• _What the task asks_:
Write the next part of the personal blog excerpt below, picking up right after its final sentence.

They nearly tripped over the carcass of a deer, its body half buried in the sand. The snout of its nose was bleached white in the sun, and the skin picked clean, so that there was a skeleton head attached to the fully preserved body. The breeze from the lake sterilized the air and Susan couldn't look away. It was like an abstract painting whose meaning she couldn’t get, a poem too metaphoric for her to decipher. She wondered if it had chosen this place to die, or if it had been killed. Above all, it seemed at peace.

Thursday, May 05, 2005

notes from the weekend

Calm. The sun kissed the air with warmth today, before it settled in among seashell clouds spread across the sky like they've been tossed with tides and left to be collected by a passerby, one more memory of a day spent with the sea.

I gather bright colored beach towels from around the pool, twelve of them, and half a dozen more fluffy white ones from my bathroom. The children who transformed from tank tops and cut off shorts to evening gowns and tuxes, and back again in a blink of an eye spread them to dry on the pool chairs. Now that they have gone, the scene is just more laundry.

What isn't just something else to clean or put away are the memories. The funny kid who kept coming back for more plates of eggs in the morning. The one who thought i believed his outrageous lies, simply because he wanted to go outside and smoke.The mother who wrote me a thank you note...before the party. That is optimism.

And my kid, smug, happy, in his element.

Anyone who wants to put down teenagers hasn't met the ones I know. They make me laugh. They make me know we are doing some things right.

That was Saturday night and Sunday. On Friday I had a date with a blue-eyed blond, with tousled curls who likes nachos and ice cream at the ball park, but doesn't care about hot dogs or beer. He taught me about the relative speed of sliders and curve balls and split fingers. And to pay attention to how Clemens winds up. It was with brutal honesty though that he explained that the rally hat was embarrassing. Well heck. We were down 3-2!

"Does it really look bad?"

"Lets just say you've had better days."

Maybe, but not many.

Saturday, April 30, 2005

saturday morning

There is a wind blowing that I want to turn into a cliché about change and atmospheric pressure and storms. How lazy is that? Why not focus smaller, see the way the fronds from the Chinese fan palm click together like snapping fingers in a forest full of applause? Or the way the hair falls across your face when you look down, sheltering your eyes when it is too painful to look into mine? Or too honest? Easier to note the way that you stand, and turn to go.

• _Data under study_:

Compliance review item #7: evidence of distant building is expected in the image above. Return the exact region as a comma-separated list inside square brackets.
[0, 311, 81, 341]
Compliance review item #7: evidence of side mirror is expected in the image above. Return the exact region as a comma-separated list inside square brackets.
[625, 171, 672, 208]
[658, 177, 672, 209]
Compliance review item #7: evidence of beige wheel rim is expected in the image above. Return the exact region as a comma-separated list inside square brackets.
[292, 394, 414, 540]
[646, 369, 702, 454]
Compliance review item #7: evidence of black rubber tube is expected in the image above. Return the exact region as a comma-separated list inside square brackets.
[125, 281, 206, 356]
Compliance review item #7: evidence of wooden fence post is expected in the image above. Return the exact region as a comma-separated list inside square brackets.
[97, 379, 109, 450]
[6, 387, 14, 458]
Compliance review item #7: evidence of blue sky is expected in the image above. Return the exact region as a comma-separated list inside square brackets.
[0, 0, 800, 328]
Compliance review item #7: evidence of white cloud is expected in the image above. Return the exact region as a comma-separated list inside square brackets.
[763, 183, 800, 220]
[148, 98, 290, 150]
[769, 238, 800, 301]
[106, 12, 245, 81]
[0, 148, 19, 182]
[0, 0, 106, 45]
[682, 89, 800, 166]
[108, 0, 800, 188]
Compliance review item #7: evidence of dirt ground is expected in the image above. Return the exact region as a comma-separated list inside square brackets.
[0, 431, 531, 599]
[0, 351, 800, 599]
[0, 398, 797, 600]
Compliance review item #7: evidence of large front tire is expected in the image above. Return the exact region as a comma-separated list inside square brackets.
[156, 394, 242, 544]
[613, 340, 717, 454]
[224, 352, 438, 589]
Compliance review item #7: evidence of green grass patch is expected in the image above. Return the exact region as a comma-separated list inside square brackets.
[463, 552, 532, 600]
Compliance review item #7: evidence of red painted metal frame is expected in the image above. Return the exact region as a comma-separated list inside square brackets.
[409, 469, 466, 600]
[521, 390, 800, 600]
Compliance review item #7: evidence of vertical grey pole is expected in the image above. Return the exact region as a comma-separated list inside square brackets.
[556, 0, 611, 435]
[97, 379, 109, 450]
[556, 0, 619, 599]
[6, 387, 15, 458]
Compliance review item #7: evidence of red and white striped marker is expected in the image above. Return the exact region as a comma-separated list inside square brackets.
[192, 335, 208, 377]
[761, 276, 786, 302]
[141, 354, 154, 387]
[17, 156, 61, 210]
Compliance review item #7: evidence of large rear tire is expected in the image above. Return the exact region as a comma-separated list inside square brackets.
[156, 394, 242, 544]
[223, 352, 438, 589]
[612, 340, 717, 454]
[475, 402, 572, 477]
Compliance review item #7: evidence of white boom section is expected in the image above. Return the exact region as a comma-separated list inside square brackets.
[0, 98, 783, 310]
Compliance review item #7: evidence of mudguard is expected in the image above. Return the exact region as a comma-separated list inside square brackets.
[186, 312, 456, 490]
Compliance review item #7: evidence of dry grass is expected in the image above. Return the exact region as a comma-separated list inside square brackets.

• _Task response_:
Cliché. I want to fall back on you, write silly genre pieces that won't disturb anyone for long, leave your impressions of me intact, leave you untouched in anyplace that matters at all. But I can't. I can't settle for surface tension when beneath the water, deep, deep down there is a current, warm to the touch, steady, strong, that carries me to places you can't see from up there, a current once touched that won't release me until I've found the source of things, and then I am afraid to discover that there is no source of things, that it is all cyclical, circular, hop-on-let's-go-around-again the same.

So I choose. I pick a cliché here, a bud to slip into a crystal vase, a bit of green for contrast and let it be. But it is so lonely.

I awaken aroused, an image behind my eyelids I don't want to let go, Words that I know I need to write down … gentle words from an outlaw that don't belong there, the kind of contrast that makes me stop, listen, beg. I tremble, worried that any one spoken will change the tenuous balance, make you disappear, make you weep.

I don't want to open my eyes. I don't want to see that when I do the cat still lies at the foot of the bed, the dog beneath, each tuned to every movement I make, each guarding that what I do is only that which they can predict. It is too early, they will know that, and all the passion in the world won't matter if I disrupt someone's or something's routine.

There is a storm coming in from the Gulf, and the pressure changes again, the wind chills and I carry the energy of this naked moment with me to the tasks at hand, and all that I know for sure is that change is necessary, change is perfect. And that I owe nothing to the sunrise, and much to the dark.